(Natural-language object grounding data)
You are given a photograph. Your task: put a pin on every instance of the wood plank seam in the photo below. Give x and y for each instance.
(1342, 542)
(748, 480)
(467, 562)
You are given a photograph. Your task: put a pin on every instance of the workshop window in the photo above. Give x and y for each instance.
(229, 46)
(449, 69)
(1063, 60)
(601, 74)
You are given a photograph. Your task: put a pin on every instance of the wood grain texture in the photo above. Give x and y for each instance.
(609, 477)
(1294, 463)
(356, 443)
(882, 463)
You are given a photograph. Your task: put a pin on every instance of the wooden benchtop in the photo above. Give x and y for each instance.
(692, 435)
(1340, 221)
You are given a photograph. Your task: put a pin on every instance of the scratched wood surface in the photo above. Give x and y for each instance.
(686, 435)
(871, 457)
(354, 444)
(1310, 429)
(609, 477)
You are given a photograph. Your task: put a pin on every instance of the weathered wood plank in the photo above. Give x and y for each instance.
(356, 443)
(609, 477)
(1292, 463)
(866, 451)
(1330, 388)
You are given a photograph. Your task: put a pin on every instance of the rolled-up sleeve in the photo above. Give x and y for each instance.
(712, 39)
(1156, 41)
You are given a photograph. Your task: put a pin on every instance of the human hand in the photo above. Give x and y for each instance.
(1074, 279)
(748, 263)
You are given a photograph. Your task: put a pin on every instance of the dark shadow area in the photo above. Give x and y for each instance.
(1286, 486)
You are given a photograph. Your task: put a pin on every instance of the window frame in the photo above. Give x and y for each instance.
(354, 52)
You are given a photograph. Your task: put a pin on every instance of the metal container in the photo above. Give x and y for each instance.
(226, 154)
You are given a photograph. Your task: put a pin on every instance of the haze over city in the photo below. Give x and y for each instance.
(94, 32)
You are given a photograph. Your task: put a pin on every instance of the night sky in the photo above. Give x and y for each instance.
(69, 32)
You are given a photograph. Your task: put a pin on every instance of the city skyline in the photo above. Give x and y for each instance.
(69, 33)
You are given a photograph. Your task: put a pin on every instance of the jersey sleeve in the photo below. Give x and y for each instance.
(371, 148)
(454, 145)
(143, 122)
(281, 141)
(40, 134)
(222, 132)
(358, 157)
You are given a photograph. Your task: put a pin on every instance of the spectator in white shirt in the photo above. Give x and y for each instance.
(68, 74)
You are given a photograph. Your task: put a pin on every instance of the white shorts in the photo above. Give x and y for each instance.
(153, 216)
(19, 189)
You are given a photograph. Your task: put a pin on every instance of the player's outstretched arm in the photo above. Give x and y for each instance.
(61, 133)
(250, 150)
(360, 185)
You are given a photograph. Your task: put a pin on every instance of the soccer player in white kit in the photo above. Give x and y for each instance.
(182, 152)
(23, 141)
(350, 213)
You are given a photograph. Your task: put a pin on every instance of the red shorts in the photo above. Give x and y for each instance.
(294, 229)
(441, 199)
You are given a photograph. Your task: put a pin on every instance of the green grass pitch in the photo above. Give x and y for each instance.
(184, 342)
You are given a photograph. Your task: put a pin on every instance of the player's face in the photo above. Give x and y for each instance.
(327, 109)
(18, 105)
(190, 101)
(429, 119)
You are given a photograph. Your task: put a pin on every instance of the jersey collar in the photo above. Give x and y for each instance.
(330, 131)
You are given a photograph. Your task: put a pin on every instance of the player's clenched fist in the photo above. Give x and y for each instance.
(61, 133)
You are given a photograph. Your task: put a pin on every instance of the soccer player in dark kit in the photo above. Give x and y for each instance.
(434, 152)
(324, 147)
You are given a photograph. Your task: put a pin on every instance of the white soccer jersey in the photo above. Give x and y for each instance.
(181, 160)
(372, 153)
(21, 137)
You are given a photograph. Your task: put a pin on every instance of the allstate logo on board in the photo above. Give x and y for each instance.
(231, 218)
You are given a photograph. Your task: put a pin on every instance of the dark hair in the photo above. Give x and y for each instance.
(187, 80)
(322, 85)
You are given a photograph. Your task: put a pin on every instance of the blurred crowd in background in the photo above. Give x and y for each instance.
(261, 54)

## EXERCISE INSTRUCTIONS
Please reproduce every record shown above, exactly as written.

## EXERCISE OUTPUT
You are given a photograph. Your task: put a pin on every instance of the wood plank seam in the photo below. Give x and y for each instance.
(1342, 542)
(748, 480)
(467, 562)
You are given a photograph. Your task: put a pin on every instance of the workshop window in the photo above. Give x and y for each instance.
(229, 46)
(449, 69)
(1063, 60)
(601, 74)
You are given a photograph. Your task: put a pin on every instance of the wood grain texture in the photo above. Give x and y for each instance.
(609, 477)
(1294, 463)
(356, 443)
(882, 463)
You are given a photograph. Your task: put a pin on every instance of the wooden benchtop in the photo above. Give x and y for each instance.
(692, 435)
(1340, 221)
You are given a photograph. Your task: put a pin on every instance of the scratched wood surface in the photo above. Give x and y for each instance.
(686, 435)
(871, 457)
(354, 444)
(1310, 429)
(609, 477)
You are given a photograph. Your task: put a pin on every instance of the weathered wood plank in the photo above. Give x and y for each instance.
(356, 443)
(609, 477)
(1292, 463)
(866, 451)
(1330, 388)
You are given a photograph. Your task: put a pin on every instance of the rolled-up sleeve in the photo above. Give x and y for each instance.
(712, 39)
(1156, 41)
You are given a photograph. Your task: put a pin on every instance of the human hand in the photo above. Give x and y for each instance.
(1074, 279)
(748, 263)
You are given a photograph. Your task: put a pin on every instance of the dark shadow area in the photo above. Give x and y for each instance.
(1286, 486)
You are given a photograph. Your task: put a pin on every instance of the window frame in the photo above. Give x and y for each instance.
(354, 52)
You are given a photograph. Your task: put a pin on every instance of the metal container in the photo above. Give x and y for each instance.
(226, 154)
You are given a photograph. Your task: put a pin on every instance of the haze over city in the photo below. Give x and y for each instance.
(94, 32)
You are given a photograph. Your task: put a pin on every instance of the night sky in the photo above. Give x and y for each instance.
(69, 32)
You are given a photograph. Your task: put a pin on every instance of the city skyline in the photo above. Give x and y for each instance.
(69, 33)
You are given a photograph. Your task: put a pin on every instance of the jersey sleeve in the photo below. Give x and y for each instance.
(371, 148)
(454, 145)
(143, 122)
(281, 141)
(40, 134)
(222, 132)
(358, 157)
You are given a photograph. Your task: put a pin on every instance of the spectator in white shirt in the photo above. Give x and y for each instance.
(68, 74)
You are given a photograph. Your task: put a pin on every instance of the white shorts in the photo above. Give x and y for each instance.
(153, 216)
(19, 189)
You are given a photograph. Your task: put a pin on every instance of the player's outstretched arm in the photo above. Give x and y for each instance.
(61, 133)
(250, 150)
(360, 185)
You are given a photograph. Your task: put a pin on every instance of the soccer player in white kit in the photo above. Give x and y for each instance.
(182, 152)
(23, 141)
(350, 213)
You are given a photograph. Your task: put a pin on every instance of the red shorts in the photo above. Give x and y for each instance.
(294, 229)
(441, 199)
You are given a photograph. Your task: put a pin on every instance of the green grass pitch in the photo above. Give x and y for each instance.
(184, 342)
You are given a photograph. Your task: put a pin on every instance of the player's face in the photo above. Give x and y for each instance.
(327, 109)
(18, 105)
(190, 101)
(429, 119)
You are given a photograph. Your task: put a pin on every instance of the jersey collar in the photo above. Give x and y for each instance.
(330, 131)
You are given a photograph. Your task: put a pin on every instance of the player's clenched fist in the photo above. Give x and y for each instance.
(61, 133)
You are given a photograph. Your task: put a pin on every instance of the soccer player in dark kit in the photo above. Give x and y for each instance.
(434, 152)
(324, 147)
You are given a photograph. Your task: put a pin on every instance of the white soccer jersey in the photo above. Give x and y for each instance.
(181, 160)
(372, 153)
(21, 137)
You are given a photograph. Your task: put a pin on every instance of the allstate logo on board in the photo above. Give x and y for each instance.
(231, 218)
You are given a photograph. Your task: put a pin on every instance of the dark hair in the photo above. Give x and y for each instance.
(187, 80)
(322, 85)
You are given a photograph. Your task: put a pin on every instance of the blurred crowd in background in the photo above. Give x and y for each instance.
(261, 54)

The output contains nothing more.